**TEXT:**
/---

Simulation of background radiation

Simulation of Background radiation

Simulation Overview

A Geiger counter simulator showing background radiation in real time. Six toggleable sources fill the detector chamber with colour-coded particle tracks — each type rendered physically correctly:

  • α (orange) — short, thick tracks; radon gas, stopped by air
  • β (green) — medium curved tracks; food and water (K-40, C-14)
  • γ (yellow) — long straight tracks; ground rocks, medical, nuclear
  • μ (violet) — full-height vertical muon tracks; cosmic rays

The live CPM counter updates every 0.5 seconds. The rolling graph shows count rate over 2 minutes. The contribution bar shows each source’s share of total dose. Toggle sources on/off to see how each one affects the reading.

All percentages match PHE data — radon 50%, medical 14%, ground γ 14%, food 11%, cosmic 10%, nuclear <1%.


Class Activity — “What’s in My Dose?” (10–15 min, KS4)

\---

**TASK REQUIREMENTS:**
a) Answer these from the background radiation text:
(i) What color are the β tracks?
(ii) How often does the live CPM counter update?
(iii) What percentage is given for radon?
b) Please quote the background radiation text, starting with "Simulation Overview" and going on through "water (K-40, C-14)".
c) Write what comes next in the background radiation text, picking up after its final line.

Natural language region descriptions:
/---

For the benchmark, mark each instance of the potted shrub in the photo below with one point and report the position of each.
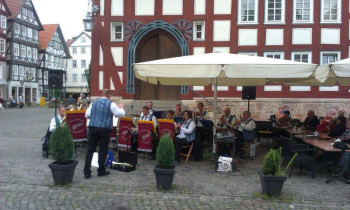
(272, 175)
(61, 148)
(165, 168)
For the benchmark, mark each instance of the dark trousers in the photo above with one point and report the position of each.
(178, 143)
(100, 137)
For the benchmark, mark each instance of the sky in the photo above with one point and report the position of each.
(68, 13)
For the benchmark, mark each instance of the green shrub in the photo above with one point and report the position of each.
(61, 145)
(273, 163)
(165, 152)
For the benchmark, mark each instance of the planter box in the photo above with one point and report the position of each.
(271, 185)
(164, 177)
(63, 174)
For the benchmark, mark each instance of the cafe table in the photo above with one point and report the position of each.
(324, 143)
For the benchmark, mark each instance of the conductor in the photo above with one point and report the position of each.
(100, 113)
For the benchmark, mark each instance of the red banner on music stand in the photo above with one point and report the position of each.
(144, 135)
(77, 124)
(124, 135)
(166, 127)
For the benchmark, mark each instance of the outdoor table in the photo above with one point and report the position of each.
(327, 146)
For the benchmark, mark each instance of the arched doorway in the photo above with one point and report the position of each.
(155, 45)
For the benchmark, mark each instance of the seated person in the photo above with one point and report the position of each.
(178, 112)
(285, 121)
(227, 120)
(311, 121)
(279, 114)
(146, 116)
(187, 134)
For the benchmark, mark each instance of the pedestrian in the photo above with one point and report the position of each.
(100, 113)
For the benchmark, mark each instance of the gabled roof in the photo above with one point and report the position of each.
(15, 6)
(6, 7)
(76, 38)
(46, 35)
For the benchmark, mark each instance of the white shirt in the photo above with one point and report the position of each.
(53, 122)
(250, 126)
(116, 111)
(185, 130)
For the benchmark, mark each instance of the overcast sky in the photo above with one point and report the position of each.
(67, 13)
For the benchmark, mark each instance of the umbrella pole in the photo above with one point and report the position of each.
(215, 111)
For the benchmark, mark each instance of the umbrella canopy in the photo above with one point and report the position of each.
(227, 69)
(331, 73)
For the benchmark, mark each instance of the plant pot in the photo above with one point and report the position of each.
(164, 177)
(271, 185)
(63, 174)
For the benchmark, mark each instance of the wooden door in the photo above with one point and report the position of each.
(157, 45)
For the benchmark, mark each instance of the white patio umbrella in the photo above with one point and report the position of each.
(329, 74)
(221, 69)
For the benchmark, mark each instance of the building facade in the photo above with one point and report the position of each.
(132, 31)
(53, 55)
(80, 50)
(22, 50)
(4, 13)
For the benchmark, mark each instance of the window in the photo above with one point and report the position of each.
(330, 11)
(303, 11)
(302, 57)
(35, 34)
(74, 78)
(329, 57)
(117, 31)
(274, 11)
(276, 55)
(16, 49)
(199, 30)
(24, 31)
(3, 21)
(15, 70)
(248, 11)
(17, 28)
(30, 32)
(23, 51)
(83, 77)
(29, 52)
(35, 54)
(2, 45)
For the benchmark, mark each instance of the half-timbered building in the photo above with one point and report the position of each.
(53, 55)
(4, 13)
(22, 50)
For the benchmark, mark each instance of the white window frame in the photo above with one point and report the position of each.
(329, 52)
(195, 23)
(273, 53)
(309, 53)
(3, 22)
(16, 49)
(338, 13)
(113, 24)
(256, 10)
(283, 13)
(83, 63)
(74, 77)
(311, 20)
(2, 45)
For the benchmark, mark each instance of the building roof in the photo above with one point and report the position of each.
(46, 35)
(15, 6)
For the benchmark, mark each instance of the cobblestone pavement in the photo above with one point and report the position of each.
(26, 181)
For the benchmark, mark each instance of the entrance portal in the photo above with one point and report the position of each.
(158, 44)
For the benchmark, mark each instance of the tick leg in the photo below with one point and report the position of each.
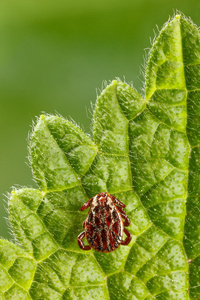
(80, 242)
(84, 224)
(85, 205)
(124, 216)
(116, 201)
(128, 239)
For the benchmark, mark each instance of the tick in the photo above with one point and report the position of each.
(104, 226)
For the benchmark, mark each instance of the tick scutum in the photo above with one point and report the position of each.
(104, 225)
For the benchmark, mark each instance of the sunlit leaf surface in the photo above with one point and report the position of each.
(146, 153)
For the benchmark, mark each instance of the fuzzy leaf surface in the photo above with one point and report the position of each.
(146, 153)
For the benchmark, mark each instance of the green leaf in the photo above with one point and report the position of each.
(146, 153)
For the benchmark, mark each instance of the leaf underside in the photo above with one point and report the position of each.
(146, 153)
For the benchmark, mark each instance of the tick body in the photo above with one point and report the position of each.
(104, 224)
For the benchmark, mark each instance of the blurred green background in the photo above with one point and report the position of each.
(54, 56)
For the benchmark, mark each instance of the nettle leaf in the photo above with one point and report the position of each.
(146, 153)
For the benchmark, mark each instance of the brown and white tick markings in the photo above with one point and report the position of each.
(104, 226)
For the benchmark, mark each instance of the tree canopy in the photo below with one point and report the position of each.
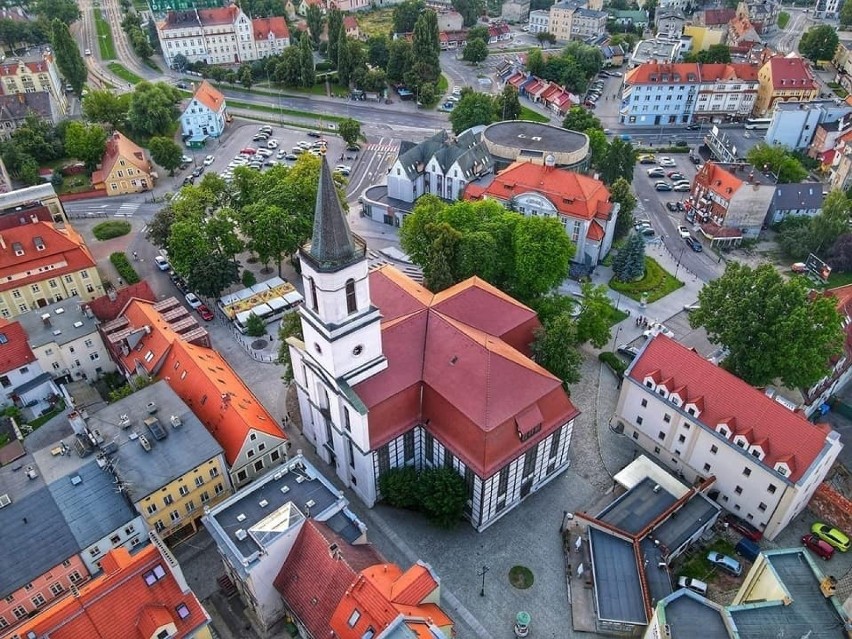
(772, 329)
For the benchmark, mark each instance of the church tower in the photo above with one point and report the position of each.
(341, 328)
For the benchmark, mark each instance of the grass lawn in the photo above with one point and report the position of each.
(378, 22)
(125, 74)
(105, 42)
(656, 284)
(534, 116)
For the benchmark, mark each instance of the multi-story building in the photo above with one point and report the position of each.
(66, 341)
(124, 168)
(581, 203)
(699, 420)
(34, 73)
(41, 263)
(140, 595)
(389, 375)
(656, 94)
(205, 114)
(787, 79)
(221, 35)
(160, 455)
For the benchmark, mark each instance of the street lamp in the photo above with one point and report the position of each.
(482, 574)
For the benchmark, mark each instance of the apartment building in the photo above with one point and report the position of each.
(41, 263)
(221, 35)
(34, 73)
(699, 420)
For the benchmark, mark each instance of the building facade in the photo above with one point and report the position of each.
(373, 396)
(683, 410)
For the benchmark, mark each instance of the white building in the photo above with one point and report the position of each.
(223, 35)
(701, 421)
(390, 375)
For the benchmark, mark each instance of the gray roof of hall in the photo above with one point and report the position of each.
(65, 316)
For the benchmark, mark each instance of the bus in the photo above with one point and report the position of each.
(758, 123)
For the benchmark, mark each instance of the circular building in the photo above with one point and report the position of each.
(524, 141)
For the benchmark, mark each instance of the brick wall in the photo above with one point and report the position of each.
(832, 507)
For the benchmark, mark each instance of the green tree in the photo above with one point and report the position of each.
(473, 109)
(405, 15)
(166, 153)
(629, 264)
(107, 107)
(68, 57)
(580, 119)
(593, 322)
(315, 20)
(306, 60)
(772, 329)
(621, 192)
(555, 348)
(152, 109)
(475, 51)
(86, 142)
(350, 131)
(619, 162)
(777, 160)
(507, 104)
(819, 43)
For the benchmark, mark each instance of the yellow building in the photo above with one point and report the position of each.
(33, 74)
(165, 459)
(41, 264)
(784, 80)
(124, 168)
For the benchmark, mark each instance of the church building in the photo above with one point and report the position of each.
(389, 374)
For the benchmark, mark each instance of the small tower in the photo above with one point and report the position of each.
(340, 326)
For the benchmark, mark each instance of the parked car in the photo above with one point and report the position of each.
(724, 562)
(831, 535)
(192, 300)
(741, 525)
(818, 546)
(693, 584)
(205, 313)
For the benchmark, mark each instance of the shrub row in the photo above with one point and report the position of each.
(122, 265)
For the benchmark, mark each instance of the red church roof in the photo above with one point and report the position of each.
(457, 361)
(789, 437)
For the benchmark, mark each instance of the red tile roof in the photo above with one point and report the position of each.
(787, 435)
(107, 309)
(790, 73)
(573, 194)
(64, 252)
(119, 604)
(313, 580)
(14, 349)
(456, 361)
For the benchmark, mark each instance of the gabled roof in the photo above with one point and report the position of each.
(572, 194)
(315, 575)
(14, 349)
(120, 603)
(789, 435)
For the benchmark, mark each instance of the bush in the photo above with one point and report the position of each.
(111, 229)
(122, 265)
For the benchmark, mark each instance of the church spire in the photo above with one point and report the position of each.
(333, 245)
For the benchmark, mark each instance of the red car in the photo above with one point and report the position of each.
(206, 313)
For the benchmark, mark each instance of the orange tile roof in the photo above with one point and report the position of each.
(217, 396)
(119, 604)
(209, 96)
(64, 252)
(14, 349)
(573, 194)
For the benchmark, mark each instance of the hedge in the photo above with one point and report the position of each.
(125, 270)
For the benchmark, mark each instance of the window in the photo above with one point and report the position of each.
(351, 302)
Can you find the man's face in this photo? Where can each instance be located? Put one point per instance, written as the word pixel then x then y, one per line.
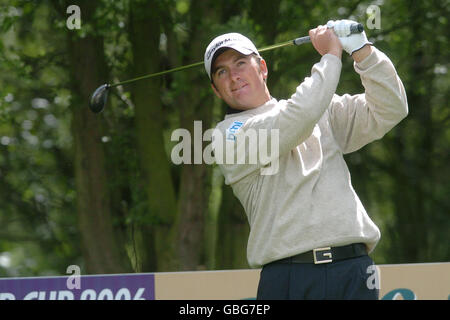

\---

**ANSWER LIST:**
a)
(i) Green
(ii) Every 0.5 seconds
(iii) 50%

b)
Simulation Overview

A Geiger counter simulator showing background radiation in real time. Six toggleable sources fill the detector chamber with colour-coded particle tracks — each type rendered physically correctly:

  • α (orange) — short, thick tracks; radon gas, stopped by air
  • β (green) — medium curved tracks; food and water (K-40, C-14)

c)
Task: Students start with only Radon and Cosmic Rays active (natural outdoor sources only). They record the CPM, then add each source one at a time and record how the count changes.

Source addedCPM reading% of total
Radon + Cosmic only
+ Ground γ-rays
+ Food & Water
+ Medical

Discussion questions:

  1. Which single source contributes the most to your annual dose — and why is it hard to avoid?
  2. Medical radiation is man-made — does that make it more dangerous than radon?
  3. Why do pilots and astronauts receive a higher dose than people at sea level?

Exit question: Name two natural and one artificial source of background radiation. State the particle type each emits.